Exercise: As the answer, set down the lines below from the one containing "x=115, y=95" through the one containing "x=201, y=163", exactly and inclusively, and no others.

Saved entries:

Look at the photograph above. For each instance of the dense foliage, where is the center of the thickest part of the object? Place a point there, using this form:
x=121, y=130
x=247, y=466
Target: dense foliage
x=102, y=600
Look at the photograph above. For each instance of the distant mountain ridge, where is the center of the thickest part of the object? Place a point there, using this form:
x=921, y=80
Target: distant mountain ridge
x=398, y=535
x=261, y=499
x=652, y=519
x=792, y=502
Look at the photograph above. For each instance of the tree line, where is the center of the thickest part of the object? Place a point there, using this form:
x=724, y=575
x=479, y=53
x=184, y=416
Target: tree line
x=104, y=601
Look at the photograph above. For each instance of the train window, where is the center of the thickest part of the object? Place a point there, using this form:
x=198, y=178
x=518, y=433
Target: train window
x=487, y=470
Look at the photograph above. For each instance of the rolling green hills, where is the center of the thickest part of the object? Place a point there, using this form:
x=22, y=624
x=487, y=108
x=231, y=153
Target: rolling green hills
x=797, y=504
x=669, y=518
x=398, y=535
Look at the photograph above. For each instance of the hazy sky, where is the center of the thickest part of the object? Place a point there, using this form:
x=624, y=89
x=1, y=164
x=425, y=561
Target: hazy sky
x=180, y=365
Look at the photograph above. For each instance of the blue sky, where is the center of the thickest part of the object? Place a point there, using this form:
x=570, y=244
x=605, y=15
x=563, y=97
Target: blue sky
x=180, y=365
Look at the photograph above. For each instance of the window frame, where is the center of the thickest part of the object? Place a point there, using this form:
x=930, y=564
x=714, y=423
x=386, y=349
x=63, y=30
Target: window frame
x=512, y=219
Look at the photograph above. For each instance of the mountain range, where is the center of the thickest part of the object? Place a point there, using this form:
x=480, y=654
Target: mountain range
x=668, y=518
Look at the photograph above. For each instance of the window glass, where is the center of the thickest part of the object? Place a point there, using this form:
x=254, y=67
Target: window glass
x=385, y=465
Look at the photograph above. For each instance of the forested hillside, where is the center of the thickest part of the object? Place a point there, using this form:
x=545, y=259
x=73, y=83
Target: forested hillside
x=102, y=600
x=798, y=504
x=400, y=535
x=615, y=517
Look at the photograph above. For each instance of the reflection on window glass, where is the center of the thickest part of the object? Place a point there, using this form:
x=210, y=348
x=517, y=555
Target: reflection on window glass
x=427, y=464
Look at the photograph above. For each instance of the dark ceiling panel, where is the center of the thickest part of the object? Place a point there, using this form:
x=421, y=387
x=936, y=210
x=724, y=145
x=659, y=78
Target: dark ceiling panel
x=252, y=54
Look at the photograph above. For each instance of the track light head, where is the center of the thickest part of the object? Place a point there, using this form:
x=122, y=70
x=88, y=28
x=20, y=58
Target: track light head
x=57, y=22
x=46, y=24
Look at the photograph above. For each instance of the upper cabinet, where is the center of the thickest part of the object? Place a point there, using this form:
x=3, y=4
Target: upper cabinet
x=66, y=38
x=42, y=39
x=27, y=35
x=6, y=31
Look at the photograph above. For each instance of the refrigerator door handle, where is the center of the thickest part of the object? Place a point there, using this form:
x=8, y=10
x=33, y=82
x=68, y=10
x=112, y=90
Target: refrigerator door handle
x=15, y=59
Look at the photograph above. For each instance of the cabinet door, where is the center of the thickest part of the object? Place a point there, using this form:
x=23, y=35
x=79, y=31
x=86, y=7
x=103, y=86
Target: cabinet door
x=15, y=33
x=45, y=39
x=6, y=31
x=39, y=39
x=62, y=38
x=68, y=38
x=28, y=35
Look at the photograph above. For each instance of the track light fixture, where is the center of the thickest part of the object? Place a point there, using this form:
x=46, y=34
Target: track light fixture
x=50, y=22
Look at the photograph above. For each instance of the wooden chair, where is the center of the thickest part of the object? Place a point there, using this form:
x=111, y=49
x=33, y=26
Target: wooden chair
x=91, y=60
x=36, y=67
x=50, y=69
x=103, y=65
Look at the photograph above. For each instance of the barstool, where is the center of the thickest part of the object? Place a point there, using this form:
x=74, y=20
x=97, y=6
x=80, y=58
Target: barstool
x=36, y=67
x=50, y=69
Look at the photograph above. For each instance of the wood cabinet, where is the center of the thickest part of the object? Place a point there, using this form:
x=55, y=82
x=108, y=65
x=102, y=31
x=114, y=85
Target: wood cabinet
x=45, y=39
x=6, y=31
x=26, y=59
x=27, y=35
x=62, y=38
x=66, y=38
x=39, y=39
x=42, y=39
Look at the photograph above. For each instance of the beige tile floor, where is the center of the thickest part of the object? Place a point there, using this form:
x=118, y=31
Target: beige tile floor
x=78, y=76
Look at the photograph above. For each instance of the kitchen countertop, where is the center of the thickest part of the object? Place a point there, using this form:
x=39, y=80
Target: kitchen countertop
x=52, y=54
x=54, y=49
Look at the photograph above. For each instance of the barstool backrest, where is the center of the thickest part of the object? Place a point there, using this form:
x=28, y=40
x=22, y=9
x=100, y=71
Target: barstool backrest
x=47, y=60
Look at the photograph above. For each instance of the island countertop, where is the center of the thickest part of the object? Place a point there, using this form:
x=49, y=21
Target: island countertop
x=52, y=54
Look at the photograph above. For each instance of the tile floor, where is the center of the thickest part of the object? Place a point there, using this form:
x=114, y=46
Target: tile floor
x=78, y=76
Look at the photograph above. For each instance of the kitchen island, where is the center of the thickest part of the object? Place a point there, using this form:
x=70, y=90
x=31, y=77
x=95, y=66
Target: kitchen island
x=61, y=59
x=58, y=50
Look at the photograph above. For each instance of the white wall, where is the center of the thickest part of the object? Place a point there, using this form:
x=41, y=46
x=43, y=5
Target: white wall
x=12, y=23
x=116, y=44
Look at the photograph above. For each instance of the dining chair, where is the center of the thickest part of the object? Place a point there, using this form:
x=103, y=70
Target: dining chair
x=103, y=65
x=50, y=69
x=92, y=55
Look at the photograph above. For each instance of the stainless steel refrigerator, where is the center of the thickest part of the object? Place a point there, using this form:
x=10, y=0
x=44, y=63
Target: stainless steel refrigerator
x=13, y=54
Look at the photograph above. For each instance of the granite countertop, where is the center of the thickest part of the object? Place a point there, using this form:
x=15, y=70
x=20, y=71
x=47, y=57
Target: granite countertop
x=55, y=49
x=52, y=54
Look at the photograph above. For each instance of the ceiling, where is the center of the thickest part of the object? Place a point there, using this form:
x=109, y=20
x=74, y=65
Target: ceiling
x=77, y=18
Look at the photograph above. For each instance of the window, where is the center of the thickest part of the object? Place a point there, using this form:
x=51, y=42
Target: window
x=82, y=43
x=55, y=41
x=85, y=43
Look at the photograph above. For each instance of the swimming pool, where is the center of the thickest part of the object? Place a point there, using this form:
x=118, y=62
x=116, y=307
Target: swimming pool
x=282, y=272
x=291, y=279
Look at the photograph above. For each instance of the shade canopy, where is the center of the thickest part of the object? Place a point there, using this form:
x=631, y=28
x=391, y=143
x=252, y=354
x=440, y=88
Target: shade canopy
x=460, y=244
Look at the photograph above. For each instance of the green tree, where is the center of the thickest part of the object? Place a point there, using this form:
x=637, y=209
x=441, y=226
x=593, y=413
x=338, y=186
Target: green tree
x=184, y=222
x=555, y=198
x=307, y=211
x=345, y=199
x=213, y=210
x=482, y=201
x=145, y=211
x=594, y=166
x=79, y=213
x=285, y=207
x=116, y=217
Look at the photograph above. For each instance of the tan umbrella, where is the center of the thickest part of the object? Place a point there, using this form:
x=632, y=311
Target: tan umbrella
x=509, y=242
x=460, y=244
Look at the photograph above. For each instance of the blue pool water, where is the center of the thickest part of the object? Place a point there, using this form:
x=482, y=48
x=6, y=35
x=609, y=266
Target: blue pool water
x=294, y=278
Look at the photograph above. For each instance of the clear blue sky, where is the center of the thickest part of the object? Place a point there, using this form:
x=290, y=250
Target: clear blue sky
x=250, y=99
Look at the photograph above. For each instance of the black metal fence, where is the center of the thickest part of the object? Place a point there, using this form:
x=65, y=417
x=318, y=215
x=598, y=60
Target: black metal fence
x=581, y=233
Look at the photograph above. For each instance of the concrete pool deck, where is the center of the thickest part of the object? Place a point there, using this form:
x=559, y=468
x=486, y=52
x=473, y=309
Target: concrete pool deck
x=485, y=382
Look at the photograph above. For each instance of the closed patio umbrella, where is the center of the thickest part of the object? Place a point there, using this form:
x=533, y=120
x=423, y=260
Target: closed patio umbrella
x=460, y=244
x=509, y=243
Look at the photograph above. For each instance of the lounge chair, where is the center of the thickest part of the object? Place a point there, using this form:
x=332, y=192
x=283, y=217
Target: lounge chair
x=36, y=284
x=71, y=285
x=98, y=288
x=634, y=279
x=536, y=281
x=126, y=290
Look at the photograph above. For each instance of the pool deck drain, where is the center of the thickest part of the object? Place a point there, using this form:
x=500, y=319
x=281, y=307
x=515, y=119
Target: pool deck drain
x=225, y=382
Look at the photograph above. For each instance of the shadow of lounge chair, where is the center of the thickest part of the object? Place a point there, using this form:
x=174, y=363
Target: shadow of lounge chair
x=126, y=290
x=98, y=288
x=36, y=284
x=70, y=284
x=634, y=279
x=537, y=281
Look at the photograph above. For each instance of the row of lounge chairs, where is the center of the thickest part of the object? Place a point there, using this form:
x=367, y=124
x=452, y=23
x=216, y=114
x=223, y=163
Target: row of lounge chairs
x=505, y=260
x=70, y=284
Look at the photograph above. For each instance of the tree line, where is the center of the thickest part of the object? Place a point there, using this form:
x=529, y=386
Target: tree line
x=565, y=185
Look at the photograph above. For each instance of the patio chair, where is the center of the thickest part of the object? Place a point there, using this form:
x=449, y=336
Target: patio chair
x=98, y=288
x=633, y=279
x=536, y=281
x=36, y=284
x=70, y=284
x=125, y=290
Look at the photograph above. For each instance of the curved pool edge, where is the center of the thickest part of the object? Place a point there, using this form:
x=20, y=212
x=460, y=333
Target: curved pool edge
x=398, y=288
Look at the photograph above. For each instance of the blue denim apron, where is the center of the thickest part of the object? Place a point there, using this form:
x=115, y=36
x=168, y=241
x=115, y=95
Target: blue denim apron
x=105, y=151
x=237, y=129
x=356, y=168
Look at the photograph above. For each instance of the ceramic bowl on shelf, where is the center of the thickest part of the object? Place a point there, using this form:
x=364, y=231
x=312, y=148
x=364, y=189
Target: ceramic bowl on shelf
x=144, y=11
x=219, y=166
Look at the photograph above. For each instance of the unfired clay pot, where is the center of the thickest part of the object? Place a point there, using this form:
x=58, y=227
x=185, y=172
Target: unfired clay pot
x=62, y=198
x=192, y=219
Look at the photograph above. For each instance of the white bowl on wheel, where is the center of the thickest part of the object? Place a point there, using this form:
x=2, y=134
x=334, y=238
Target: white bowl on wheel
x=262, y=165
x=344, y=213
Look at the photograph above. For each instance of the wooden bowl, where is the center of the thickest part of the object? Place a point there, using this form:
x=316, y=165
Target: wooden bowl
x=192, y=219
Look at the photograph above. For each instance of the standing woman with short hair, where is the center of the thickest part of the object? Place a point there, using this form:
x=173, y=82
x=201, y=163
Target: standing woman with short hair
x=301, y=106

Output of the exercise:
x=115, y=95
Target: blue denim apron
x=105, y=151
x=237, y=129
x=356, y=168
Look at the photograph above. For each instance of the ceramic bowl on shelf, where is the center of the thickest part of the object? Place a point there, using this form:
x=364, y=231
x=312, y=148
x=364, y=189
Target: ceramic bowl on shelf
x=144, y=11
x=219, y=166
Look at the photograph above. For each instance of the unfired clay pot, where is the center of the thickest part of the object? Place a point there, using this form:
x=58, y=227
x=185, y=172
Target: unfired clay pot
x=62, y=198
x=192, y=219
Look at the photograph above. For each instance of the white bowl on wheel, where is the center of the thickest part of the object? Place a point there, using this form:
x=2, y=134
x=334, y=238
Target: white bowl on wheel
x=262, y=165
x=344, y=213
Look at the photograph above. For each instance of the wooden bowl, where is the center of the thickest part of the object? Place a point there, using this form:
x=316, y=165
Target: wooden bowl
x=192, y=219
Look at the photograph above. For each instance of the standing woman with short hair, where is the center of the thickest part of the object? Place a point there, using this form:
x=173, y=82
x=201, y=163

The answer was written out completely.